Objective: Find each line in the material below that contains the word "fence", and copy those lines in full.

Supplied data:
━━━━━━━━━━

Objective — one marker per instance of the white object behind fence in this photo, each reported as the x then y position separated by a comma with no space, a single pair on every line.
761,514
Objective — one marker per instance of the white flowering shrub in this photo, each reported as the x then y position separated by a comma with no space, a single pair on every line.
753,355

━━━━━━━━━━

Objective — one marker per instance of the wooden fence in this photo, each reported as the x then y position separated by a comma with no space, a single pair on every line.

━━━━━━━━━━

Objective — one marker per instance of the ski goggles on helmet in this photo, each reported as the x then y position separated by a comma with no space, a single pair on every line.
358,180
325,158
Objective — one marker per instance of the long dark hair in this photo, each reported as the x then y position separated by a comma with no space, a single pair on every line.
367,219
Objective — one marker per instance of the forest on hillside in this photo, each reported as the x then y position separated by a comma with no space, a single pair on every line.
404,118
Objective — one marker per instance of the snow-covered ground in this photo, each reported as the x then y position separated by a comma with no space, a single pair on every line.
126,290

━━━━━━━━━━

Solution to this task:
Objective — one marker per instance of the white object behind fence in this photo, each reported as the x then y position separated by a comma with no space, a single pair on every line.
Objective — one marker per instance of the wooden fence in this photo, each reported as the x then y position separated by a comma with no space, a single pair on every line.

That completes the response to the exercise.